> **Aim**:
Reproduce the material below with every "like this form" replaced by "in this format" and all other text unchanged. Leave out the pictures.
------ Data records
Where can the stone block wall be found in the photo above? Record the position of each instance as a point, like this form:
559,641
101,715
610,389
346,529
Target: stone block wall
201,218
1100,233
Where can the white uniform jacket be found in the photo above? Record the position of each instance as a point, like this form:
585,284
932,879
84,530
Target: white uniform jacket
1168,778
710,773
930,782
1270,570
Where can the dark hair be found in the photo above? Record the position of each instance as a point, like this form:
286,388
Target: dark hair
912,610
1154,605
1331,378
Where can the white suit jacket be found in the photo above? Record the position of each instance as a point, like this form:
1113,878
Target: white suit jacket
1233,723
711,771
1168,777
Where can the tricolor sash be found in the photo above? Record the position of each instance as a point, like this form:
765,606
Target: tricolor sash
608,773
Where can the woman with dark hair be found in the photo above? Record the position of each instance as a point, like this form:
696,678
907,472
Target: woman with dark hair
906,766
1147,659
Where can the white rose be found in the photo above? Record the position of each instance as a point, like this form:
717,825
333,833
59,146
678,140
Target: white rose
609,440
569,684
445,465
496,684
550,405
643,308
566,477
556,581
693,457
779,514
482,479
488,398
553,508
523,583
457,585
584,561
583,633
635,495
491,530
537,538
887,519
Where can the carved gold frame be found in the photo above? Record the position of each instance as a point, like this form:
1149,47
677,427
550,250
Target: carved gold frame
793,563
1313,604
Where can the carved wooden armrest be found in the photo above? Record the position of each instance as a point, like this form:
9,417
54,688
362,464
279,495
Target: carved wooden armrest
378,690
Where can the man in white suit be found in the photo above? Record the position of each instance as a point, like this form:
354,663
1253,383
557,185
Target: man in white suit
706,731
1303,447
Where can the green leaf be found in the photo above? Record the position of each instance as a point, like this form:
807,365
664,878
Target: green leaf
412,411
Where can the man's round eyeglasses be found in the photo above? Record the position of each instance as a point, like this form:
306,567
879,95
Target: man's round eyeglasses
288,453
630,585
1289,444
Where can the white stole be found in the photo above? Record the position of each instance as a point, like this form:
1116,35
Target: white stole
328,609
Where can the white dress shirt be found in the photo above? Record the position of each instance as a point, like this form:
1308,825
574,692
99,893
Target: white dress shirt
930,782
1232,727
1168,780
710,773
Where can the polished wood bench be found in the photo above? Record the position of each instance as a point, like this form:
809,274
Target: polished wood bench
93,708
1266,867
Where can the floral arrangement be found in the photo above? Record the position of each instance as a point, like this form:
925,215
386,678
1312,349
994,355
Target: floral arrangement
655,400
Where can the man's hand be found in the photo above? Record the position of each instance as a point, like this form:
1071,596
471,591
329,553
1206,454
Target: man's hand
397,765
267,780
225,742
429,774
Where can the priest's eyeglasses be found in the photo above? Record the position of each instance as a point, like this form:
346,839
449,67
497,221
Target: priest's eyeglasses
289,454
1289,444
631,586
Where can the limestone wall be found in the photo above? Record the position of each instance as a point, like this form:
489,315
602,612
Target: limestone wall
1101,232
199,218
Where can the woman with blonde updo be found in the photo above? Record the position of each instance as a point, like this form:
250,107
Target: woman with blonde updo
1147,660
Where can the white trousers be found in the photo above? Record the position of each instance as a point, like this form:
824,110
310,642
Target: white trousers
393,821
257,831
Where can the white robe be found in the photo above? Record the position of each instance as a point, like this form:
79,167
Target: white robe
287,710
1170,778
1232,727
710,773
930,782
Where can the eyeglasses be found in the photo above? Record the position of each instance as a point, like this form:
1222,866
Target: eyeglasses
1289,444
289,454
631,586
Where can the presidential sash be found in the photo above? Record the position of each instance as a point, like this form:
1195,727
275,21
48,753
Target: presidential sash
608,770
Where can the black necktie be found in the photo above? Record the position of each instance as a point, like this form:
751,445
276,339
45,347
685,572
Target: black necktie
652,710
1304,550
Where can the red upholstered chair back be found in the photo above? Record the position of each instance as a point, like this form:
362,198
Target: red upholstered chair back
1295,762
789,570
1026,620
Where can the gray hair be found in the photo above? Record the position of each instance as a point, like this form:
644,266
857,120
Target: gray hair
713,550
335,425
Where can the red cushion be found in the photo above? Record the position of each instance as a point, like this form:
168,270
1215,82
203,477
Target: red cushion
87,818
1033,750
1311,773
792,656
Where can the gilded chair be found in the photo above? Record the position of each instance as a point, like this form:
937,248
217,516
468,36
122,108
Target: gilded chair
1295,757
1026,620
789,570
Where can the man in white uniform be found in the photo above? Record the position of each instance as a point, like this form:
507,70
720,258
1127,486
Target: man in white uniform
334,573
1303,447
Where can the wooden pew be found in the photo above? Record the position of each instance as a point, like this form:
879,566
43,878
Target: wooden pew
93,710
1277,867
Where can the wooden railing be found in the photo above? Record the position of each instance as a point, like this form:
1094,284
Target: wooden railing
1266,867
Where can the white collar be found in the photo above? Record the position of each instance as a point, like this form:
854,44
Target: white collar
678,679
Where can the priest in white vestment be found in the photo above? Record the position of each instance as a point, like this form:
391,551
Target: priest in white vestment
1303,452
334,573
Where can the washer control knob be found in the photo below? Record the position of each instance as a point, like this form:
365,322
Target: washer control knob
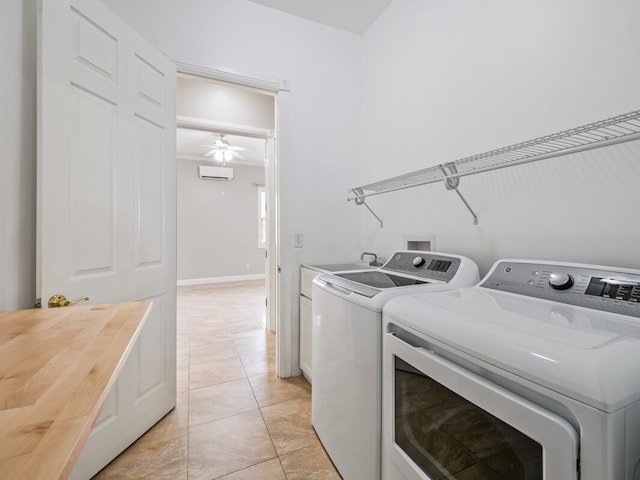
------------
> **Written solution**:
Where can the stone block wall be found in the photo above? Record the position of each instance as a point, in this format:
559,641
101,715
610,389
346,529
Target: stone block wall
201,218
1100,233
Where can the white uniform jacket be found in the photo above? Record the position of each instance as a point, in this format:
585,284
932,879
84,530
Target: white uniform jacket
1168,778
710,773
930,782
1270,570
Where can the dark hair be found in the photo above? Record the position of each instance as a point, in this format:
286,388
Target: dark hair
912,610
1154,605
1331,378
Where can the white suit jacket be found in the photo above? Record the position of each instance as a point, in this format:
1113,878
Target: white suit jacket
1233,723
711,771
1168,777
Where can the tricolor sash be found in the photo above? Record the position of each instance as a point, in this format:
765,606
Target: tricolor sash
608,773
Where can the woman with dark hair be found in the photo above? Record the position of each instance as a point, in this format:
696,678
907,472
Target: woman with dark hair
906,766
1147,659
Where can the white rose be found in the photo above? Record the position of each instance as a point, in this format:
717,825
333,833
59,146
678,140
Target: white rose
609,440
569,684
445,465
496,684
550,405
643,308
566,477
556,581
693,457
779,514
482,479
488,398
553,508
523,583
457,585
584,561
583,633
635,495
491,530
537,538
887,519
Where can the carved gold frame be found in the photo above? Record the position of each instance as a point, in this format:
1149,47
677,427
550,250
Target: carved gold frame
793,563
1313,604
Where can the carved wooden armrest be found in the photo above? Record the position of each instance as a point, in this format:
9,417
54,688
362,464
279,495
Target: carved wooden armrest
378,690
Where can the man in white suit be found in the photo above? Record the position of each instance as a point, in this format:
354,663
1253,383
557,185
Target: man in white suit
706,731
1303,447
Where can the green leaf be found in the photo above? Record the position of each instance as a point, in this format:
807,365
664,878
Target: green leaf
412,411
Where can the man's round eyeglasses be found in the photo above? Record the position of each instance as a point, in this format:
306,567
879,95
Target: man's round eyeglasses
288,453
630,585
1289,444
Where can the white stole be found in the photo above? Record the position of each instance as a point, in this format:
1116,35
Target: white stole
328,609
Where can the white dress shirt be found in the photo above? Record the position of each instance as a point, in this format:
1308,825
574,692
99,893
Target: white dress shirt
930,782
1232,727
1168,780
710,773
Where can the polished wood bench be found in the photo above? Record the position of each instance as a point, in this format:
809,274
Target: polished wood bench
93,708
1266,867
Where can the floral arrangement be found in the photo above? Record the position of each instance as a point, in this format:
925,215
386,678
1312,349
994,355
Target: floral arrangement
655,400
Where can the man's hand be found in the photo above? Record the position of each instance as a point, in this format:
1071,596
471,591
329,553
1206,454
Target: man's hand
397,765
267,780
225,742
429,774
Where can the priest's eyeglasses be found in the photo above? Record the position of each instance as a point, in this format:
346,839
449,67
497,221
Target: priest's eyeglasses
289,454
1289,444
631,586
Where can the limestone wall be found in the photo above? Record the position of each instance as a point, in this format:
489,315
602,612
Target: limestone wall
1101,232
199,218
Where can the woman with blonde updo be found in the photo above? Record the position of each instance as a point, in this format:
250,107
Target: woman with blonde updo
1147,660
Where can the white trousers be found in the photo above? Record the position of each instance as a point, in this format:
824,110
310,642
Target: white trousers
393,821
257,831
Where can the white robe be found in the photo above? Record the position of each instance as a point, in this format:
79,167
Target: white robe
287,710
1170,778
1232,727
710,773
930,782
Where can the eyeglasses be found in the photo above? Record the position of each instance as a point, in this format:
1222,866
Target: eyeglasses
1289,444
289,454
631,586
Where can the presidential sash be found in the photo above? Record the position of each instance as a point, in this format:
1195,727
275,21
48,753
Target: presidential sash
608,770
Where can the black necktie be found in the photo above? Record the position of each instance as a point, in this format:
751,445
276,339
45,347
685,572
Target: black necktie
652,710
1304,550
Where can the red upholstered chair back be found in the photo above? Record the position of each instance as a point, in this format:
362,198
Target: red upholstered chair back
1295,762
789,570
1026,620
Where can the gray hair be found in the photo above? Record the position of each instance as a point, in this format:
644,266
857,120
Target: gray hair
713,550
335,425
Where can the red cushion be found in the photo above? Record the position of each instance as a point, in this format:
168,270
1215,82
203,477
Target: red cushion
87,818
1033,750
1311,773
792,656
Where can the gilded chair be found in the photo above? Record the position of each instance as a point, in this format:
937,248
217,516
468,36
122,108
Target: gilded chair
1295,757
1026,620
789,570
Where can the man in white uniform be found in the photo above? Record the position of each instance as a point, in this format:
507,70
720,258
1127,486
Target: man in white uniform
334,573
1303,447
Where can the wooden pew be found in the photo above? Record the position of each instance as a point, in this format:
879,566
43,878
Target: wooden pew
93,710
1277,867
Where can the wooden railing be found in the photo above? Record the position of each instance as a point, in this format:
1094,284
Target: wooden railing
1266,867
Where can the white collar be found in the photo above? Record the position of each instance as a point, in this format:
854,44
Target: white collar
678,679
Where can the priest in white vestment be found in the photo above? Record the position of each instance as a point, in this format:
391,551
Target: priest in white vestment
1303,452
334,573
Where can the washer control knob be found in the photo below? Record the position of each instance as a point, in this format:
365,322
Target: washer control knob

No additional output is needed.